(REQUIRED WORK): Take the lines below beginning at the line that has "Target: pediment carving" and stopping after the line that has "Target: triangular pediment", and print them exactly as they are, with no other lines.
########
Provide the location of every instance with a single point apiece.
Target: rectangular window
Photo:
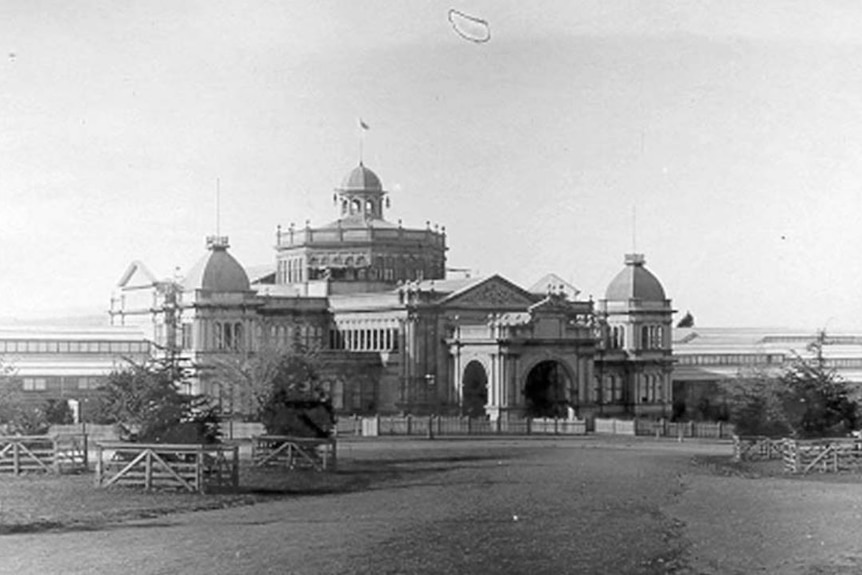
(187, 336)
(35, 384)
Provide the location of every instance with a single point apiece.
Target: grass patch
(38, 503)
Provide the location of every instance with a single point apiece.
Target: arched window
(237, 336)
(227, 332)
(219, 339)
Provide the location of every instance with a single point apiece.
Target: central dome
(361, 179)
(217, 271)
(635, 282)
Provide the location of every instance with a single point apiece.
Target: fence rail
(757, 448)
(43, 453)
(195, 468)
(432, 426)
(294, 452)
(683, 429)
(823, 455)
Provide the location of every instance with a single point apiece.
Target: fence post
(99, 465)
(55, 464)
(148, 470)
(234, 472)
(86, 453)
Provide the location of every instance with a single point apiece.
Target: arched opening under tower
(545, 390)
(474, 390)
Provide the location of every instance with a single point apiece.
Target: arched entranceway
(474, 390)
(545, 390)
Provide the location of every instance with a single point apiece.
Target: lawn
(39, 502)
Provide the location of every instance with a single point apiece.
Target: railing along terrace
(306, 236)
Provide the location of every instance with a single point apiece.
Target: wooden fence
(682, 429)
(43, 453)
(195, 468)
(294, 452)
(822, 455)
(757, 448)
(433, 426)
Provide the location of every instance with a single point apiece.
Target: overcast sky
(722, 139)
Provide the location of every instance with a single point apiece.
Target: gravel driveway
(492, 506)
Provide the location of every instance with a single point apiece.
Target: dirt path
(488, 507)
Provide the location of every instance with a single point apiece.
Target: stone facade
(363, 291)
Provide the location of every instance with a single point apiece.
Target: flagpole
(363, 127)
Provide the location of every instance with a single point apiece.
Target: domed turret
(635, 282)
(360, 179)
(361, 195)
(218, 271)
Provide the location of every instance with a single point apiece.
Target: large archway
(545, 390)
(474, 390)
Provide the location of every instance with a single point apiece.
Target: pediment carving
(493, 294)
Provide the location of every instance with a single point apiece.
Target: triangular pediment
########
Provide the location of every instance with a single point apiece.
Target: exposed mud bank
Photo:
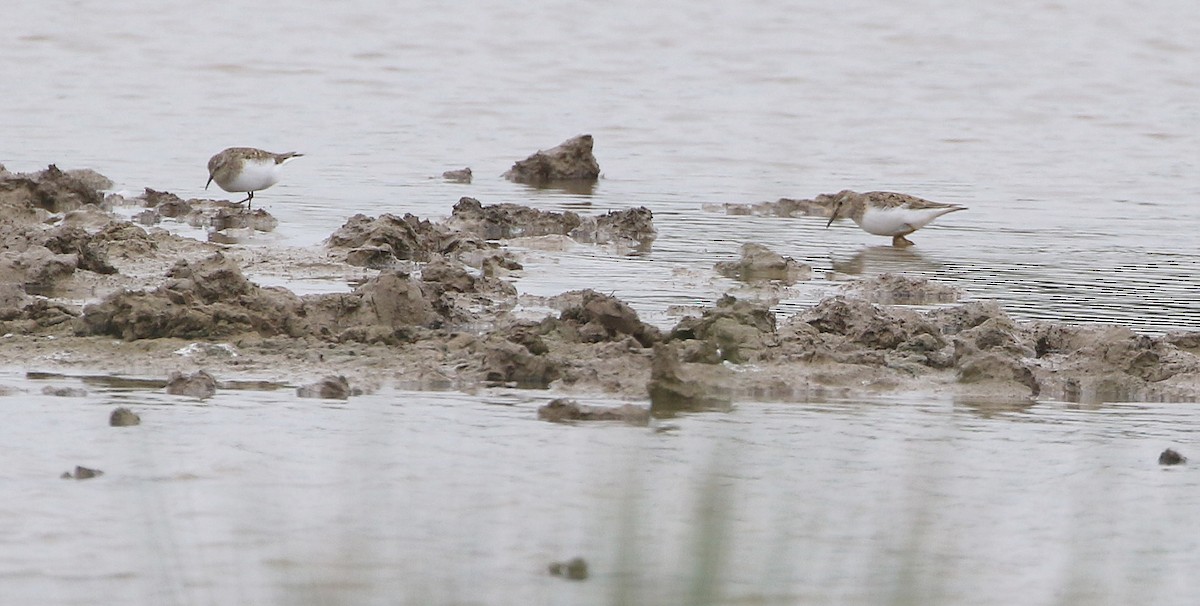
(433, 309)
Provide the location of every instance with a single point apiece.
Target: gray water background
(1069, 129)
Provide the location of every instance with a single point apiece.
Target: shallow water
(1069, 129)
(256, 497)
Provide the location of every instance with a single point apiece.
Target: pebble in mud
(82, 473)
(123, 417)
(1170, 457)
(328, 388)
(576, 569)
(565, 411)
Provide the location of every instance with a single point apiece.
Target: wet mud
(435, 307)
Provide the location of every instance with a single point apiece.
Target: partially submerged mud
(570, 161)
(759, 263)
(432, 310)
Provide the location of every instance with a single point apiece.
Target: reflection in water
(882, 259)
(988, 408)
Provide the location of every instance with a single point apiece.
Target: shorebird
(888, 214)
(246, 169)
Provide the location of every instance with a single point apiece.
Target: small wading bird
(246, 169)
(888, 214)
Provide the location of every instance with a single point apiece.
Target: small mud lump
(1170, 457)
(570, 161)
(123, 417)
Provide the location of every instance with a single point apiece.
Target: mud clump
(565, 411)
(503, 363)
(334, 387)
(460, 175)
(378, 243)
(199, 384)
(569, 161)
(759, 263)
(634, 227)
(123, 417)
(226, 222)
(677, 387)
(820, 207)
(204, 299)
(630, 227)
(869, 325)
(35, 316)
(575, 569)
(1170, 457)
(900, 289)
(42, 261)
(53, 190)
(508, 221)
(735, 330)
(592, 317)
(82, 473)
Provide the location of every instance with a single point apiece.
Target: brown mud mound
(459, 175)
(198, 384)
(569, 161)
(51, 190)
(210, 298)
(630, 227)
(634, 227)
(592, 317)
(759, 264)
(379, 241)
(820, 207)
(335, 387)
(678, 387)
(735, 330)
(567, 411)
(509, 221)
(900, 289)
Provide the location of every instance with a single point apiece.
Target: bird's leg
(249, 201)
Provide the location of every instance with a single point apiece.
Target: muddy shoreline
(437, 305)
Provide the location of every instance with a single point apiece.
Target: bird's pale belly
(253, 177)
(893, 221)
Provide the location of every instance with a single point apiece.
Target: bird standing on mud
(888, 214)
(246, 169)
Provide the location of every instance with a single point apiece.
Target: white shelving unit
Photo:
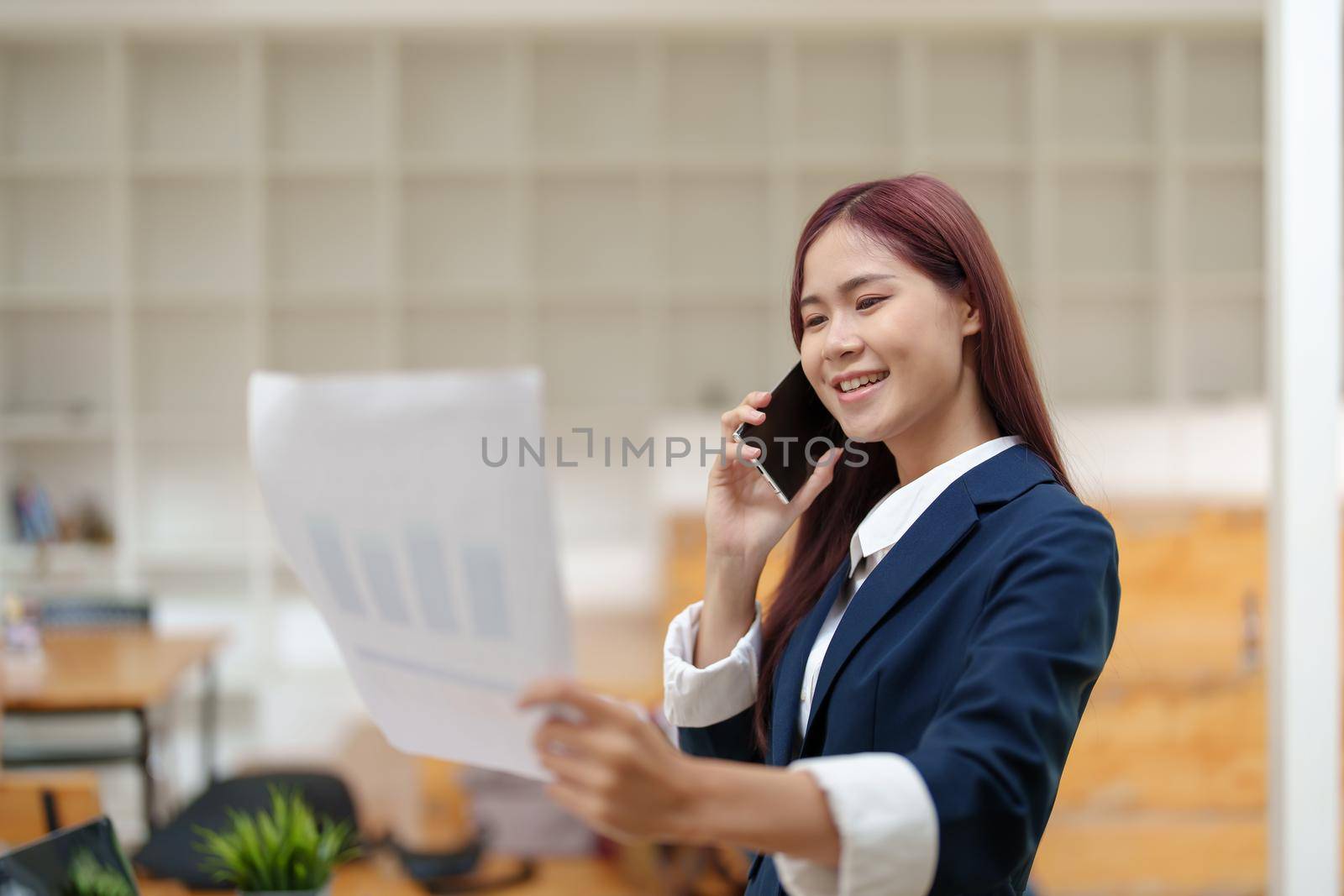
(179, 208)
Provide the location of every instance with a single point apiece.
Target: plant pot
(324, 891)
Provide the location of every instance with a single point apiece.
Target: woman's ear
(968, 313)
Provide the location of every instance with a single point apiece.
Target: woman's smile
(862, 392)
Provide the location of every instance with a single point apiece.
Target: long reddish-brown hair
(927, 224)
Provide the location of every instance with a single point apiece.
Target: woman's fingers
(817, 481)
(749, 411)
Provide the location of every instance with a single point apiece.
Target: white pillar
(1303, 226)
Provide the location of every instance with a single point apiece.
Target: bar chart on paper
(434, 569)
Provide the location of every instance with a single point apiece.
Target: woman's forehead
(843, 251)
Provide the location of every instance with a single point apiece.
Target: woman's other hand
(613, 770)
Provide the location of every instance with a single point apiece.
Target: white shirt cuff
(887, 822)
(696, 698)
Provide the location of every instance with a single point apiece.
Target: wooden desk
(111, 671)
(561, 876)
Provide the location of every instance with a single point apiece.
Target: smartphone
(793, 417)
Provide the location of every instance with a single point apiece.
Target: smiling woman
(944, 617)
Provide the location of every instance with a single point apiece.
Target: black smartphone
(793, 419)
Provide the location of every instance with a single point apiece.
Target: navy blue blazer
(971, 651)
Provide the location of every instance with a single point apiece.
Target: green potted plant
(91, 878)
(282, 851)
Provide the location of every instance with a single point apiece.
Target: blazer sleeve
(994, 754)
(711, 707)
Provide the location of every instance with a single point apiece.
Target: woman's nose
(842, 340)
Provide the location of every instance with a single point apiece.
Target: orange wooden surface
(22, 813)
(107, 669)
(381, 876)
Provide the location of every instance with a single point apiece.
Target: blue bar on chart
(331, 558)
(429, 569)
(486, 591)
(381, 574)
########
(TASK RESPONSE):
Target: pediment carving
(493, 294)
Provide the location of every instance with a single point apiece.
Target: triangular pediment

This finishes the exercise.